** START OF Data listing **

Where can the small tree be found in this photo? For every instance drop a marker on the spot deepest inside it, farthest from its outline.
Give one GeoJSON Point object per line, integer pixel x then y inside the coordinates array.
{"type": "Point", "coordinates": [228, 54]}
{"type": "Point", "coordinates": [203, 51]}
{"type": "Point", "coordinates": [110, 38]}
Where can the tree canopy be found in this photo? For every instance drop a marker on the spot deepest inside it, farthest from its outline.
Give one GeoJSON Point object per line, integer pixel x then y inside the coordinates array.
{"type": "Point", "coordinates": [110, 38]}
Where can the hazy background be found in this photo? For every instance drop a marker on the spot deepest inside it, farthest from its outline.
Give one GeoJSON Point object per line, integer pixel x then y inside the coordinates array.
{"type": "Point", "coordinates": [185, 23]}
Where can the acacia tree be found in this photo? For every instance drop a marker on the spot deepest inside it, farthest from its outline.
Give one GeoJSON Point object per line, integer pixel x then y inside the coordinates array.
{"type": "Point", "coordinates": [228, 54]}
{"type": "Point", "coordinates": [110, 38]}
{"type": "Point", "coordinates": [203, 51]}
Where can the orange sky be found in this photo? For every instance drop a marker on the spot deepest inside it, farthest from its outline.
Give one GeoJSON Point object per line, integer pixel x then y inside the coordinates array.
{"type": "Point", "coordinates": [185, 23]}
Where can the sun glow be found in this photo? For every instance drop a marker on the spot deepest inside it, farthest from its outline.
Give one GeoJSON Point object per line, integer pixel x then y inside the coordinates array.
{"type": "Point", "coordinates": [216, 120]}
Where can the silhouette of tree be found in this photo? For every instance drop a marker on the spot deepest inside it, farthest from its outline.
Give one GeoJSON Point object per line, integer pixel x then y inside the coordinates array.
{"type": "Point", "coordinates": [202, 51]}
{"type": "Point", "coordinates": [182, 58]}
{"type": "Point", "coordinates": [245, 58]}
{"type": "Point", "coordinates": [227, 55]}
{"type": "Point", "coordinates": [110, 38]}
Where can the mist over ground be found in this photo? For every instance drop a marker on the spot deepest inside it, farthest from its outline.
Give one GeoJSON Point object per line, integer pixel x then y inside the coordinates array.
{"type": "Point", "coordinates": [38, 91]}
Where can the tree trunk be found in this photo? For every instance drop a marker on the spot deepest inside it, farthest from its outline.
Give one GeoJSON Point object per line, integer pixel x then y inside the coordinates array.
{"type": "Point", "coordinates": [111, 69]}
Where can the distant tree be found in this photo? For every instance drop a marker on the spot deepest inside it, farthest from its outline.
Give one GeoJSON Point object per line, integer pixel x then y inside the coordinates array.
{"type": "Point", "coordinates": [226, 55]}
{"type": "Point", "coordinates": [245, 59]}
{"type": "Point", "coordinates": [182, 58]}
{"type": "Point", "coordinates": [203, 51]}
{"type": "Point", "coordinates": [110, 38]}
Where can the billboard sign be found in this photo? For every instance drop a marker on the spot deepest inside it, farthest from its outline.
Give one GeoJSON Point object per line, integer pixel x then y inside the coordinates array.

** END OF Data listing **

Task instructions: Render every one of the rows above as a Markdown table with two columns, Index and Line. Number them in order and leave out any blank lines.

Output for this task:
| Index | Line |
|---|---|
| 1 | Where can the small tree be found in this photo? For every instance drop a marker on the spot deepest inside it, farthest from its outline. |
| 2 | Give one GeoJSON Point object per line, integer pixel x then y inside the coordinates array. |
| 3 | {"type": "Point", "coordinates": [228, 54]} |
| 4 | {"type": "Point", "coordinates": [203, 51]} |
| 5 | {"type": "Point", "coordinates": [110, 38]} |
| 6 | Where can the tree canopy be found in this photo? For every instance drop a marker on the spot deepest inside it, farthest from its outline. |
| 7 | Give one GeoJSON Point object per line, integer pixel x then y inside the coordinates array. |
| 8 | {"type": "Point", "coordinates": [110, 38]} |
| 9 | Where can the hazy background be found in this photo? For every instance drop a marker on the spot deepest inside it, farthest from its outline. |
| 10 | Give one GeoJSON Point object per line, integer pixel x then y inside the coordinates array. |
| 11 | {"type": "Point", "coordinates": [185, 23]} |
| 12 | Where can the acacia tree be found in this photo? For every instance drop a marker on the spot deepest inside it, farthest from its outline. |
| 13 | Give one GeoJSON Point object per line, integer pixel x then y inside the coordinates array. |
| 14 | {"type": "Point", "coordinates": [228, 54]} |
| 15 | {"type": "Point", "coordinates": [110, 38]} |
| 16 | {"type": "Point", "coordinates": [203, 51]} |
| 17 | Where can the orange sky be found in this photo? For every instance drop a marker on the spot deepest inside it, farthest from its outline. |
| 18 | Give one GeoJSON Point object per line, integer pixel x then y inside the coordinates array. |
| 19 | {"type": "Point", "coordinates": [185, 23]} |
| 20 | Where can the sun glow be found in this photo? For every instance drop a marker on the spot deepest inside it, farthest from its outline. |
| 21 | Give one GeoJSON Point object per line, integer pixel x then y inside the coordinates array. |
| 22 | {"type": "Point", "coordinates": [216, 120]} |
| 23 | Where can the silhouette of tree be found in this photo? For every instance drop a marker on the spot deepest inside it, farthest from its outline. |
| 24 | Give one GeoJSON Point object per line, integer pixel x then y inside the coordinates array. |
| 25 | {"type": "Point", "coordinates": [202, 51]} |
| 26 | {"type": "Point", "coordinates": [182, 58]} |
| 27 | {"type": "Point", "coordinates": [245, 58]} |
| 28 | {"type": "Point", "coordinates": [227, 55]} |
| 29 | {"type": "Point", "coordinates": [110, 38]} |
| 30 | Where can the mist over ground be found in this photo? For every instance drop a marker on the spot deepest inside it, farthest from its outline. |
| 31 | Give one GeoJSON Point object per line, integer pixel x then y inside the coordinates array. |
| 32 | {"type": "Point", "coordinates": [38, 91]} |
| 33 | Where can the tree trunk be found in this photo? For every instance drop a marker on the spot deepest inside it, farthest from its outline. |
| 34 | Give one GeoJSON Point object per line, integer pixel x then y inside the coordinates array. |
| 35 | {"type": "Point", "coordinates": [111, 69]} |
| 36 | Where can the distant tree be found in this photo? For every instance drop a marker on the spot deepest inside it, farthest from its outline. |
| 37 | Give one GeoJSON Point object per line, integer pixel x then y inside the coordinates array. |
| 38 | {"type": "Point", "coordinates": [226, 55]} |
| 39 | {"type": "Point", "coordinates": [245, 59]} |
| 40 | {"type": "Point", "coordinates": [182, 58]} |
| 41 | {"type": "Point", "coordinates": [203, 51]} |
| 42 | {"type": "Point", "coordinates": [110, 38]} |
| 43 | Where can the billboard sign be found in this photo? For every instance drop a marker on the spot deepest inside it, farthest from its outline. |
| 44 | Give one GeoJSON Point object per line, integer pixel x then y inside the coordinates array. |